- _What this task involves_
Could you transcribe exactly the lines below, from the line with "Query: green t-shirt" through the line with "596, row 148.", and nothing else, leaving out the pictures?

- _Data section_
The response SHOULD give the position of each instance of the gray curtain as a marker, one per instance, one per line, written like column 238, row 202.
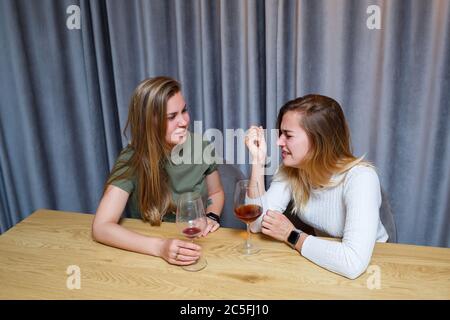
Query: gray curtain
column 65, row 92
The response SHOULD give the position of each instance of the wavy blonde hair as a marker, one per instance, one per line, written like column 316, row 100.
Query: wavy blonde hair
column 147, row 121
column 330, row 148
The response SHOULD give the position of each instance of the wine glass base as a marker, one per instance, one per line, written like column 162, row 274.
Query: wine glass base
column 199, row 265
column 248, row 249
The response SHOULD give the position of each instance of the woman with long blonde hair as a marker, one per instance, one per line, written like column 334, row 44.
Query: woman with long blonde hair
column 331, row 190
column 147, row 180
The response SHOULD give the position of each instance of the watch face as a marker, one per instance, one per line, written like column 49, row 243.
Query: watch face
column 293, row 237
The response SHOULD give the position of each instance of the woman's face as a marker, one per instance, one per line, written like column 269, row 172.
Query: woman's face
column 177, row 120
column 293, row 140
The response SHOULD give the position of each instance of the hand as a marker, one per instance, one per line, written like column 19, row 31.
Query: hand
column 210, row 227
column 256, row 144
column 276, row 225
column 179, row 252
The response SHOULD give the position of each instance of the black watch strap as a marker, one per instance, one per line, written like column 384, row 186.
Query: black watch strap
column 293, row 238
column 213, row 216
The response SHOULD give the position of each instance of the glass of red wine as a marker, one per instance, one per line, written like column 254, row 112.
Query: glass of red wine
column 191, row 221
column 247, row 208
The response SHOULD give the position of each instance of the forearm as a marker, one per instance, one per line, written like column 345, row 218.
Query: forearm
column 117, row 236
column 216, row 202
column 257, row 178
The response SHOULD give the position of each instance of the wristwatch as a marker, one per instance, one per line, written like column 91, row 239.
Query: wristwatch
column 293, row 238
column 213, row 216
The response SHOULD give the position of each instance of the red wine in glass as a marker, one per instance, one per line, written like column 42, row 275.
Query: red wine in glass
column 191, row 222
column 247, row 208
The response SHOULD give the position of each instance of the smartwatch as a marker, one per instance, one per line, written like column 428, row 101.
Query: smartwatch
column 213, row 216
column 293, row 238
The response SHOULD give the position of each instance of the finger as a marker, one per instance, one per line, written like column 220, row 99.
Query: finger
column 187, row 258
column 266, row 231
column 266, row 225
column 191, row 246
column 207, row 229
column 268, row 218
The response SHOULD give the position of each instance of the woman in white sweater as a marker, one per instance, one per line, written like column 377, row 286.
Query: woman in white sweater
column 332, row 190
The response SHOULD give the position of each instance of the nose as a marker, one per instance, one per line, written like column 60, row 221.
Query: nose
column 183, row 121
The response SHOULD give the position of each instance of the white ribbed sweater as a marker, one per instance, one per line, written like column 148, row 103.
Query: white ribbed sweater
column 349, row 211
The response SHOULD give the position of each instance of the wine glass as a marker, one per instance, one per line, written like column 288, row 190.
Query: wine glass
column 247, row 208
column 191, row 222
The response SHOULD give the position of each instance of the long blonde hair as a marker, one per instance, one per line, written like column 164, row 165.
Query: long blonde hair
column 148, row 124
column 330, row 148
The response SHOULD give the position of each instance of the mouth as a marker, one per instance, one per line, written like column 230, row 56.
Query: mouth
column 181, row 133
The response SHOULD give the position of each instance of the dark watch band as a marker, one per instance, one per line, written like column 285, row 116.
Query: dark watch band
column 213, row 216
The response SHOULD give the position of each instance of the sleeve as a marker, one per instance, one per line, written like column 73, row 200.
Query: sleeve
column 276, row 198
column 119, row 168
column 351, row 257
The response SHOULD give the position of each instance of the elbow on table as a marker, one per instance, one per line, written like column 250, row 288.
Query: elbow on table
column 354, row 272
column 97, row 232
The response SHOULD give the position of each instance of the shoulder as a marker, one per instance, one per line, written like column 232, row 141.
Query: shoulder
column 361, row 177
column 363, row 172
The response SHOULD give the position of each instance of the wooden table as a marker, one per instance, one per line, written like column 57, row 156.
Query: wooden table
column 35, row 256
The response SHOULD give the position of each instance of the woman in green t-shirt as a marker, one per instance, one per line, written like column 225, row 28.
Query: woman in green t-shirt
column 145, row 177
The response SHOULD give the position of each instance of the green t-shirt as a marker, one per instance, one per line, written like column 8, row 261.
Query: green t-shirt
column 186, row 168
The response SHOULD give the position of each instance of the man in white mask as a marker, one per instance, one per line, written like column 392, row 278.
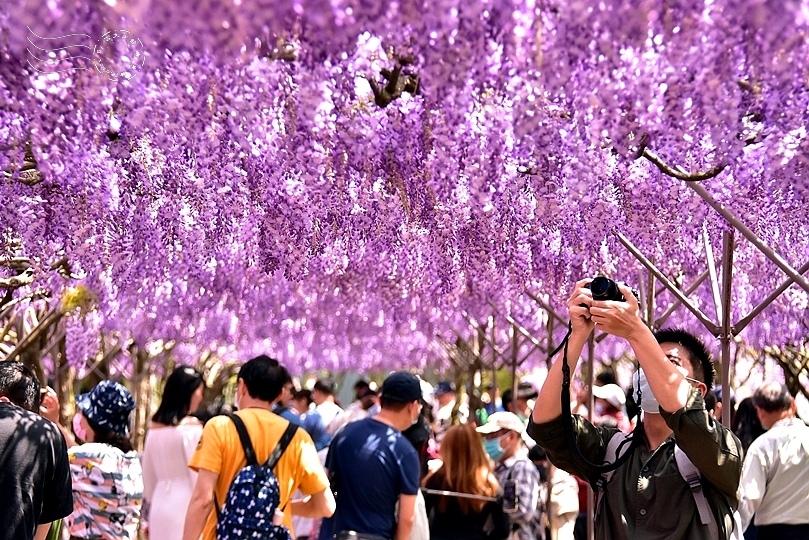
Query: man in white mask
column 647, row 496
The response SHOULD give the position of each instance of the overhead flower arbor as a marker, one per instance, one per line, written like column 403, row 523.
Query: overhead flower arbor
column 340, row 182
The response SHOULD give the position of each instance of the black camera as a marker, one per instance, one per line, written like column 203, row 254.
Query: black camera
column 510, row 496
column 606, row 289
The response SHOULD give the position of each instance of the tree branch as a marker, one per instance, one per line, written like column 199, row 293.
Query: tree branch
column 677, row 171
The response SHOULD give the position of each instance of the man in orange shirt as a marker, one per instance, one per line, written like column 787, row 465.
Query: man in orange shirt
column 219, row 455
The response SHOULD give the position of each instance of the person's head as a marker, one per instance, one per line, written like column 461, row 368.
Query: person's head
column 465, row 467
column 182, row 395
column 502, row 435
column 773, row 402
column 261, row 378
column 710, row 403
column 369, row 399
column 686, row 350
column 301, row 399
column 19, row 385
column 401, row 398
column 444, row 392
column 745, row 423
column 507, row 400
column 361, row 388
column 323, row 390
column 105, row 412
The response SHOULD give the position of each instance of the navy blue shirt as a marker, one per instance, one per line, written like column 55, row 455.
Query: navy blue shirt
column 373, row 464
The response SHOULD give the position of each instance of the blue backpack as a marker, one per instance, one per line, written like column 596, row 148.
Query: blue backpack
column 254, row 494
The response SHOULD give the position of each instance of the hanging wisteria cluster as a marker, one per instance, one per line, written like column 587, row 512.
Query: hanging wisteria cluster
column 338, row 181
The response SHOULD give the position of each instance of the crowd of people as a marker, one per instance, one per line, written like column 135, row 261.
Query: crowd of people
column 408, row 461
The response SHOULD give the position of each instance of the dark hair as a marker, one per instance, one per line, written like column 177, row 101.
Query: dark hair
column 772, row 397
column 325, row 386
column 105, row 436
column 746, row 424
column 180, row 386
column 710, row 400
column 303, row 393
column 19, row 384
column 700, row 358
column 264, row 378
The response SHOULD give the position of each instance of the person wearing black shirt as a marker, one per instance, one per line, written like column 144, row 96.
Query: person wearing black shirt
column 35, row 486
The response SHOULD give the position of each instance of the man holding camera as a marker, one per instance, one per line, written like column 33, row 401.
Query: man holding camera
column 647, row 496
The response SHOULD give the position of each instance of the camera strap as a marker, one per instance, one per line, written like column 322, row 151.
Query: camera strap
column 567, row 418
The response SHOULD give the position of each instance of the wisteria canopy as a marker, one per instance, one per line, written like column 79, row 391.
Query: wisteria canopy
column 337, row 182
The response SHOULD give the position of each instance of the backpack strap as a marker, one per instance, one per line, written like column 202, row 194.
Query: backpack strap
column 249, row 453
column 610, row 456
column 692, row 476
column 281, row 447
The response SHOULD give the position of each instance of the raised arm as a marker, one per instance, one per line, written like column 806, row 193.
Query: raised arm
column 548, row 405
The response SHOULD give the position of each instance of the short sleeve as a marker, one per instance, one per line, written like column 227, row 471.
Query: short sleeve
column 311, row 475
column 209, row 452
column 57, row 499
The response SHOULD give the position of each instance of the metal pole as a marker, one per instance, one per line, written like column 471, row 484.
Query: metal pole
column 712, row 271
column 691, row 288
column 710, row 325
column 726, row 336
column 750, row 235
column 591, row 349
column 738, row 327
column 514, row 383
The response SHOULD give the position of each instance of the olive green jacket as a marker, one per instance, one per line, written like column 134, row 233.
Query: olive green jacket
column 647, row 497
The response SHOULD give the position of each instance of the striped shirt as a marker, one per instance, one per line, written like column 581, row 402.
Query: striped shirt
column 522, row 471
column 107, row 492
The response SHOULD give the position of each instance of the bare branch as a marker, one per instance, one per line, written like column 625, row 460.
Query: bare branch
column 678, row 172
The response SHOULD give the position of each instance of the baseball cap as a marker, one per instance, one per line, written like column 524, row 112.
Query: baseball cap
column 108, row 406
column 502, row 420
column 401, row 386
column 612, row 393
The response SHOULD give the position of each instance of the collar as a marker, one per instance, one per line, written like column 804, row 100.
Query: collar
column 786, row 422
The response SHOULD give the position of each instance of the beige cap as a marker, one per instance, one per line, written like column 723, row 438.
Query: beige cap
column 502, row 420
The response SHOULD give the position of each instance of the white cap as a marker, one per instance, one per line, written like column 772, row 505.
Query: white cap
column 502, row 420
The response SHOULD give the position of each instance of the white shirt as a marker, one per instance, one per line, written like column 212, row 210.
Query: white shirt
column 775, row 476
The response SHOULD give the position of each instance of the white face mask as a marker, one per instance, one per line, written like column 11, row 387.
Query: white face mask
column 648, row 402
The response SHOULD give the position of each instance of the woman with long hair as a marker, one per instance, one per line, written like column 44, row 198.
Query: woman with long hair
column 106, row 471
column 173, row 435
column 474, row 512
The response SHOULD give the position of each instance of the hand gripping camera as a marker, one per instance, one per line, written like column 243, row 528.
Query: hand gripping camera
column 606, row 289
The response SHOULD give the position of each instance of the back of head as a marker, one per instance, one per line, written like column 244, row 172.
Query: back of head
column 19, row 384
column 264, row 378
column 465, row 466
column 701, row 359
column 772, row 397
column 180, row 386
column 325, row 386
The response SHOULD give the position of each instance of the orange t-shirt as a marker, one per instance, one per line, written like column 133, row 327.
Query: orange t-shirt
column 220, row 451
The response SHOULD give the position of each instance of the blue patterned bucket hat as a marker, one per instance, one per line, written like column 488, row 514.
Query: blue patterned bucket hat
column 108, row 406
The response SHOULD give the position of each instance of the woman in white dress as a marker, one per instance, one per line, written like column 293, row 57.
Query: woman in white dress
column 170, row 442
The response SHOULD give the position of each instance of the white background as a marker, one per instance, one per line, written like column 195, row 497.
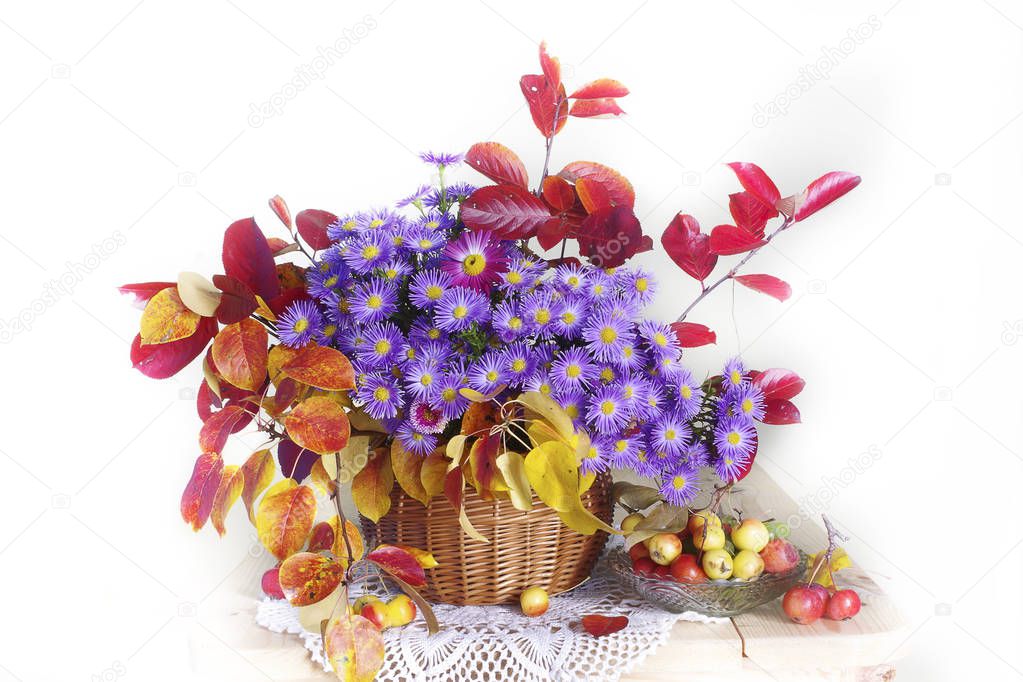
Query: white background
column 131, row 123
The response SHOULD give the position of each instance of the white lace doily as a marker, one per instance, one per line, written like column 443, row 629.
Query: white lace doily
column 497, row 643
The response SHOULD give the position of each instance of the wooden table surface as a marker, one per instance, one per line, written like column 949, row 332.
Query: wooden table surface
column 763, row 644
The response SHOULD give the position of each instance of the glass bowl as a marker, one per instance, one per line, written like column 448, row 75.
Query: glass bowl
column 719, row 598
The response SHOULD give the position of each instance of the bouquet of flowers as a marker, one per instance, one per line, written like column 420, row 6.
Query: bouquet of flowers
column 437, row 345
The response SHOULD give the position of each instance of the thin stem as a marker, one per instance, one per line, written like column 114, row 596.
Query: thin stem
column 728, row 275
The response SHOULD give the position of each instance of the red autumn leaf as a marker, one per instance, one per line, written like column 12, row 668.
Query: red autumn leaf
column 312, row 224
column 598, row 626
column 688, row 247
column 691, row 334
column 296, row 461
column 507, row 211
column 279, row 208
column 779, row 383
column 164, row 360
column 497, row 163
column 142, row 291
column 619, row 188
column 237, row 301
column 780, row 411
column 591, row 108
column 611, row 236
column 321, row 367
column 248, row 258
column 559, row 193
column 547, row 103
column 551, row 66
column 592, row 194
column 213, row 436
column 823, row 191
column 768, row 284
column 196, row 500
column 599, row 89
column 728, row 240
column 240, row 355
column 307, row 578
column 750, row 213
column 318, row 423
column 755, row 181
column 400, row 563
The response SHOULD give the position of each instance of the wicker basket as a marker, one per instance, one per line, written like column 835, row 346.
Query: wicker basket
column 526, row 548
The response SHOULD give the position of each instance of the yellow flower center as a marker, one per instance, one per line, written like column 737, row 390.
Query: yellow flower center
column 474, row 265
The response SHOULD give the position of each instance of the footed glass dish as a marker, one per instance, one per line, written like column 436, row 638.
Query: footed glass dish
column 720, row 598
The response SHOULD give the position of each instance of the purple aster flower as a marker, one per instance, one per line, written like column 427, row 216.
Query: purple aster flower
column 573, row 369
column 414, row 196
column 451, row 403
column 669, row 434
column 423, row 377
column 381, row 396
column 519, row 363
column 475, row 260
column 383, row 342
column 459, row 308
column 428, row 287
column 374, row 301
column 735, row 373
column 507, row 322
column 680, row 485
column 596, row 458
column 606, row 334
column 415, row 442
column 488, row 372
column 368, row 251
column 539, row 310
column 300, row 323
column 606, row 409
column 426, row 418
column 442, row 158
column 735, row 437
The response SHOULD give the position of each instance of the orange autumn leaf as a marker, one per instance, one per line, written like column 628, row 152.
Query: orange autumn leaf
column 284, row 517
column 167, row 318
column 231, row 483
column 239, row 353
column 307, row 578
column 318, row 423
column 371, row 487
column 598, row 626
column 321, row 367
column 355, row 648
column 196, row 500
column 258, row 471
column 407, row 468
column 433, row 471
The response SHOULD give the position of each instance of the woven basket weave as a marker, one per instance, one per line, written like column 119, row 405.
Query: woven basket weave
column 526, row 548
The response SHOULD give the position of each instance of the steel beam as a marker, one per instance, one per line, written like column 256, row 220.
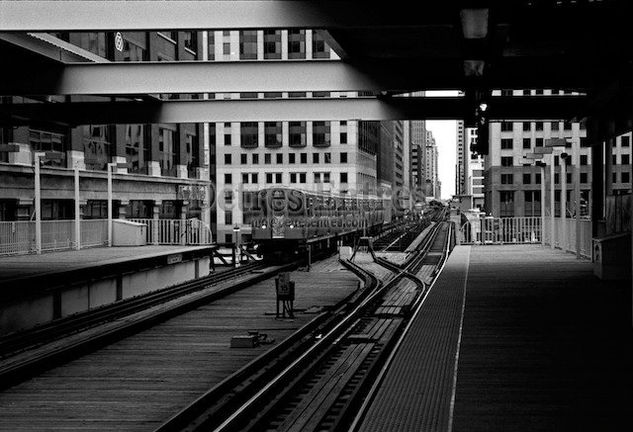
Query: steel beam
column 319, row 109
column 117, row 15
column 265, row 76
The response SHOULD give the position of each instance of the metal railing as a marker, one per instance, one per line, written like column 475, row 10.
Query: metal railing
column 176, row 231
column 567, row 240
column 18, row 237
column 501, row 231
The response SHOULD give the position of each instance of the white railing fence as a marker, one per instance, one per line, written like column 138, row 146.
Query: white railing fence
column 528, row 230
column 18, row 237
column 501, row 231
column 176, row 231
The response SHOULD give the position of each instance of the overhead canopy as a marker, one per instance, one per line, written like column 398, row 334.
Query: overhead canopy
column 391, row 48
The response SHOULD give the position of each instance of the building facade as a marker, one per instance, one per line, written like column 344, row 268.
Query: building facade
column 513, row 188
column 160, row 170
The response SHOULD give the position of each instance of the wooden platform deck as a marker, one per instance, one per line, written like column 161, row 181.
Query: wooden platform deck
column 540, row 344
column 139, row 382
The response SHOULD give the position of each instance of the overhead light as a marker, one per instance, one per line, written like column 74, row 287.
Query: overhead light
column 474, row 68
column 474, row 23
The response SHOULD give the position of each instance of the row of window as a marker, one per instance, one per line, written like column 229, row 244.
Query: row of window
column 538, row 126
column 248, row 41
column 292, row 158
column 508, row 178
column 277, row 177
column 249, row 134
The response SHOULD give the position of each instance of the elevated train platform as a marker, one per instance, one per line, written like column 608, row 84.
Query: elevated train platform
column 512, row 338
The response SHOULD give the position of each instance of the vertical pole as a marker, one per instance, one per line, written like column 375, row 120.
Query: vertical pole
column 38, row 205
column 77, row 215
column 552, row 204
column 563, row 203
column 542, row 204
column 576, row 152
column 109, row 169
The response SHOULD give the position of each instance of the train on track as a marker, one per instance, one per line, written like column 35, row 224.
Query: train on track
column 286, row 221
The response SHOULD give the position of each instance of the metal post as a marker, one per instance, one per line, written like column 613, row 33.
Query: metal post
column 576, row 150
column 109, row 169
column 77, row 215
column 563, row 203
column 552, row 204
column 542, row 204
column 38, row 204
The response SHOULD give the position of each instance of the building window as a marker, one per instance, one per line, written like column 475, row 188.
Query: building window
column 249, row 134
column 248, row 45
column 297, row 134
column 319, row 47
column 506, row 143
column 168, row 151
column 296, row 44
column 191, row 41
column 506, row 201
column 532, row 203
column 583, row 178
column 527, row 143
column 272, row 44
column 272, row 134
column 137, row 149
column 320, row 134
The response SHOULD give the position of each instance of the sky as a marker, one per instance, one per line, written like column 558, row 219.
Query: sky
column 445, row 134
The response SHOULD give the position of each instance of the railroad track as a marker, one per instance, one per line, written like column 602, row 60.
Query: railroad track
column 317, row 383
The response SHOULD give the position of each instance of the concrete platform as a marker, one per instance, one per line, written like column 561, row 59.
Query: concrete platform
column 138, row 383
column 513, row 338
column 20, row 267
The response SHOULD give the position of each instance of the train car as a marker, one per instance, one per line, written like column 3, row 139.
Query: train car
column 285, row 221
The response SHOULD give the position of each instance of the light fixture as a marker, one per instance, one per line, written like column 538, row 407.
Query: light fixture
column 474, row 23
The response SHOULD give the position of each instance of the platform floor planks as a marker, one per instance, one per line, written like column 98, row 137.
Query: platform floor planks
column 139, row 382
column 545, row 346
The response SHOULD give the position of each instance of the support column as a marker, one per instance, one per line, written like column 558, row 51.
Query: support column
column 155, row 222
column 597, row 176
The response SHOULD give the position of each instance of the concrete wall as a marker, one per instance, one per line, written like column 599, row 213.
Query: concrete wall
column 26, row 313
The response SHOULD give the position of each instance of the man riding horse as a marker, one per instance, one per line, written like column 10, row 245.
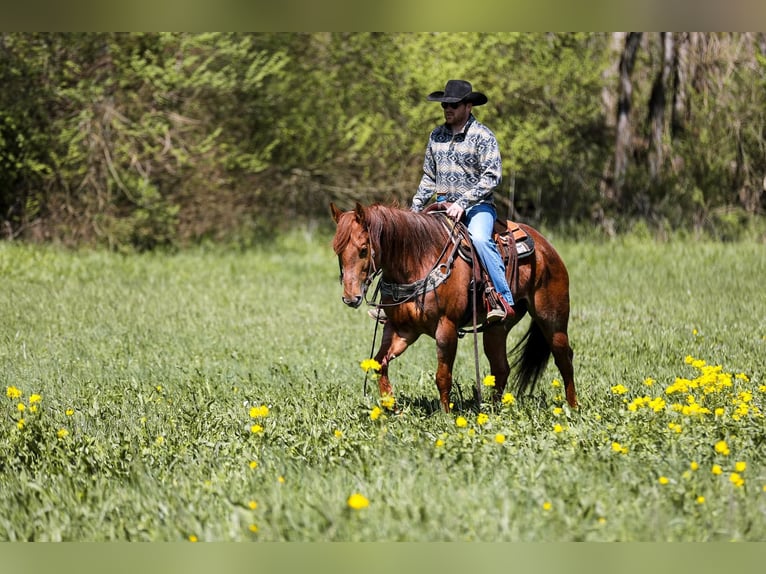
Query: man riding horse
column 462, row 167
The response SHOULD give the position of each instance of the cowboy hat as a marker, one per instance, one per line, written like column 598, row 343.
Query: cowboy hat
column 458, row 91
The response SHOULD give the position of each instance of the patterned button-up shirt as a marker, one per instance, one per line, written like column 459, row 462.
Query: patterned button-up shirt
column 462, row 168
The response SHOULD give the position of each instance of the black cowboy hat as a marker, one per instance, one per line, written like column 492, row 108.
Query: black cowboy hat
column 458, row 91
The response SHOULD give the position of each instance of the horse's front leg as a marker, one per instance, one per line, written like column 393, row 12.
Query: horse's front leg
column 446, row 349
column 392, row 345
column 495, row 349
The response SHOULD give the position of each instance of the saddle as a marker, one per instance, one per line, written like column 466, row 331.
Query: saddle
column 514, row 244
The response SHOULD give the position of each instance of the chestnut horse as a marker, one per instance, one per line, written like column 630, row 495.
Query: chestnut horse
column 406, row 248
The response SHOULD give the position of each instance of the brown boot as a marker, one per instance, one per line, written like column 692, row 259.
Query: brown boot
column 502, row 312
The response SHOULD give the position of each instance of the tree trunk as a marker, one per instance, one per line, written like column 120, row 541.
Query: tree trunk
column 678, row 116
column 657, row 105
column 623, row 143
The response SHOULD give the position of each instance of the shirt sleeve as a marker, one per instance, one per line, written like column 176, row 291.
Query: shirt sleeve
column 427, row 186
column 490, row 170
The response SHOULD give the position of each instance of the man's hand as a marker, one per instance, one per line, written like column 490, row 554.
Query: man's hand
column 455, row 212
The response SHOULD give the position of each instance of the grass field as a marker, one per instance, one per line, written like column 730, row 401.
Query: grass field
column 217, row 396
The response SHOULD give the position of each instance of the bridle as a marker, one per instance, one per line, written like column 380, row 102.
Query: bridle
column 371, row 272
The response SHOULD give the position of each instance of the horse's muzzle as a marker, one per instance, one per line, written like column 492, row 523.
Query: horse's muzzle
column 353, row 302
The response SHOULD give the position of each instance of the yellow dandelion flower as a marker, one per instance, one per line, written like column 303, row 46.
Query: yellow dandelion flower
column 259, row 412
column 357, row 501
column 736, row 479
column 722, row 448
column 617, row 447
column 369, row 365
column 388, row 402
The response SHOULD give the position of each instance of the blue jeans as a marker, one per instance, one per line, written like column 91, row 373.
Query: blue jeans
column 480, row 220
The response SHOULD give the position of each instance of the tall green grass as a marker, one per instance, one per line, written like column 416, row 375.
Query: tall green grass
column 147, row 369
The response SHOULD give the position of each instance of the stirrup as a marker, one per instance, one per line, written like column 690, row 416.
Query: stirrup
column 378, row 313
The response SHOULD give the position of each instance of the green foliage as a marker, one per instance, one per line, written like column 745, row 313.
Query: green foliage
column 225, row 131
column 152, row 371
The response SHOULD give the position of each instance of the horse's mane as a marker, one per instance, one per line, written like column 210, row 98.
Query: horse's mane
column 404, row 234
column 395, row 232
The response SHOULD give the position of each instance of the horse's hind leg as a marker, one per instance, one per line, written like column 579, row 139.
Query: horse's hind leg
column 552, row 316
column 563, row 355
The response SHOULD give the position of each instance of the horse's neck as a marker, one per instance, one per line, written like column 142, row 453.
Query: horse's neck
column 404, row 264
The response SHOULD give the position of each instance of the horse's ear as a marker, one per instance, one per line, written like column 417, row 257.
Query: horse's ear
column 335, row 212
column 360, row 213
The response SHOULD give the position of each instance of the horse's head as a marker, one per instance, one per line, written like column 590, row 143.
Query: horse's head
column 355, row 256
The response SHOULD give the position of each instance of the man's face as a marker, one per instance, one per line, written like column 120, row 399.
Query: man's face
column 455, row 117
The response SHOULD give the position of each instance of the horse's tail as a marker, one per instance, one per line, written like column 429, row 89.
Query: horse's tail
column 531, row 360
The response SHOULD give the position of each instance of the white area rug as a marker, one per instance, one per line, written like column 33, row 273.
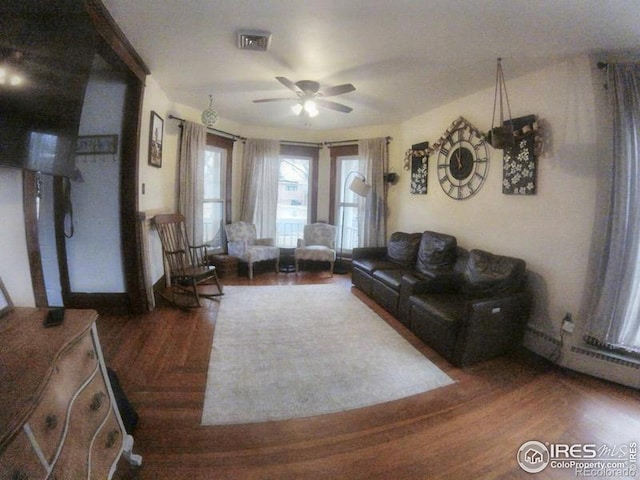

- _Result_
Query: green t-shirt
column 186, row 168
The response SHOULD give the position of each instance of the man in white mask as a marker, one per instance, one per line, written like column 392, row 278.
Query: man in white mask
column 647, row 496
The response SHOULD give the position of each instance of the overhead flower arbor as a marker, one per instance, one per line, written like column 403, row 523.
Query: overhead flower arbor
column 340, row 182
The response SHOULD give the position of each instance of the black camera as a marker, one per instance, one per line, written like column 203, row 254.
Query: black camera
column 510, row 496
column 606, row 289
The response SHOULD give the position of each instance of the tree branch as a marker, one per instance, one per line, written like column 199, row 293.
Query: tree branch
column 677, row 171
The response SHOULD give the position of each instance of the man in orange shirt as a marker, one per instance, one per line, written like column 787, row 465.
Query: man in orange shirt
column 219, row 455
The response SHOULD give the position of each instance of the person's head as a marker, one per instance, one per line, written like column 461, row 368.
Query: person's head
column 465, row 467
column 182, row 395
column 502, row 435
column 773, row 402
column 261, row 378
column 710, row 403
column 369, row 399
column 686, row 350
column 301, row 399
column 19, row 385
column 401, row 398
column 444, row 392
column 745, row 423
column 507, row 400
column 361, row 388
column 323, row 390
column 105, row 412
The response SHOULD give the position of each instance of the navy blue shirt as a marker, one per instance, one per line, written like column 55, row 455.
Query: navy blue shirt
column 373, row 464
The response SHOULD give the position of each instance of the blue backpack as a marker, one per instance, one per line, written like column 596, row 148.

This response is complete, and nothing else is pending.